=== Set exercise ===
Lay out each line of the listing below as a JSON list of strings, one string per line, with blank lines skipped and the pictures left out.

=== Excerpts from a location annotation dataset ===
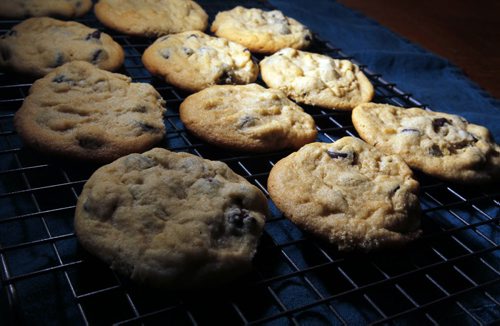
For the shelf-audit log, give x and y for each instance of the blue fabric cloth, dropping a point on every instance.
(431, 79)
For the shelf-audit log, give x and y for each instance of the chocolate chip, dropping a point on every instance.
(145, 127)
(438, 123)
(239, 220)
(97, 56)
(410, 131)
(188, 51)
(140, 108)
(435, 151)
(227, 77)
(337, 155)
(59, 60)
(5, 53)
(61, 79)
(165, 53)
(138, 161)
(94, 35)
(9, 33)
(90, 142)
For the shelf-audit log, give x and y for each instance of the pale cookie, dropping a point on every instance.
(261, 31)
(194, 61)
(247, 118)
(442, 145)
(151, 18)
(349, 193)
(317, 79)
(171, 220)
(38, 8)
(39, 45)
(79, 111)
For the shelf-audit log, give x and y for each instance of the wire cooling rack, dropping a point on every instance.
(451, 275)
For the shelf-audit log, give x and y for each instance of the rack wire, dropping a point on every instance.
(451, 275)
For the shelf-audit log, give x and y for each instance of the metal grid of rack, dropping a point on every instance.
(450, 275)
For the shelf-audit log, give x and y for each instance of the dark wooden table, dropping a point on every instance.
(465, 32)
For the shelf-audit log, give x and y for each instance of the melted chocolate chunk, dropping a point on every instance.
(61, 79)
(90, 143)
(439, 122)
(165, 53)
(94, 35)
(5, 53)
(336, 155)
(227, 77)
(239, 220)
(96, 57)
(187, 51)
(435, 151)
(59, 60)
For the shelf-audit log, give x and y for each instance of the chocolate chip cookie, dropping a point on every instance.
(171, 220)
(39, 45)
(38, 8)
(79, 111)
(317, 79)
(261, 31)
(247, 118)
(443, 145)
(348, 193)
(194, 60)
(151, 18)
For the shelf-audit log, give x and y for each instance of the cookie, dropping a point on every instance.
(39, 45)
(79, 111)
(171, 220)
(348, 193)
(247, 118)
(194, 61)
(39, 8)
(317, 79)
(443, 145)
(149, 18)
(261, 31)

=== Response to the exercise ===
[
  "For the shelf-audit log, give x and y for each instance of the blue fabric cloth, dropping a point on every instance.",
  "(431, 79)",
  "For the shelf-audit log, give x and y for each instance of the chocolate chip, dropping a point on every instance.",
  "(145, 127)",
  "(438, 123)",
  "(239, 220)",
  "(97, 56)",
  "(410, 131)",
  "(188, 51)",
  "(140, 108)",
  "(435, 151)",
  "(227, 77)",
  "(337, 155)",
  "(59, 60)",
  "(5, 53)",
  "(61, 79)",
  "(165, 53)",
  "(138, 161)",
  "(94, 35)",
  "(9, 33)",
  "(90, 142)",
  "For the shelf-audit log, give x and y for each instance of the pale cookie, dropping a point on every instance.",
  "(261, 31)",
  "(194, 61)",
  "(247, 118)",
  "(442, 145)",
  "(151, 18)",
  "(349, 193)",
  "(317, 79)",
  "(171, 220)",
  "(38, 8)",
  "(39, 45)",
  "(79, 111)",
  "For the shelf-audit log, give x and y for each instance of the wire cooling rack, dropping a point on every instance.",
  "(451, 275)",
  "For the shelf-audit log, give x and y for each instance of the rack wire, dropping a point on every instance.",
  "(451, 275)",
  "For the shelf-audit log, give x and y for each instance of the metal grid of rack, dropping a point on every instance.",
  "(450, 275)",
  "For the shelf-audit log, give x and y for each instance of the dark wooden table, dropping a point on every instance.",
  "(465, 32)",
  "For the shelf-audit log, give x and y for each instance of the melted chocolate chunk, dropping a point on every instance.",
  "(61, 79)",
  "(90, 143)",
  "(439, 122)",
  "(165, 53)",
  "(94, 35)",
  "(5, 53)",
  "(336, 155)",
  "(227, 77)",
  "(239, 220)",
  "(96, 57)",
  "(187, 51)",
  "(435, 151)",
  "(59, 60)",
  "For the shelf-audit log, give x and y for each instance of the chocolate chip cookie, dropping a point on every instance.",
  "(171, 220)",
  "(39, 45)",
  "(38, 8)",
  "(79, 111)",
  "(317, 79)",
  "(261, 31)",
  "(247, 118)",
  "(443, 145)",
  "(348, 193)",
  "(194, 60)",
  "(151, 18)",
  "For the shelf-audit log, give x and y for each instance of the cookie, dropping a point on every instance.",
  "(39, 45)",
  "(79, 111)",
  "(171, 220)",
  "(348, 193)",
  "(247, 118)",
  "(194, 61)",
  "(39, 8)",
  "(317, 79)",
  "(443, 145)",
  "(149, 18)",
  "(261, 31)"
]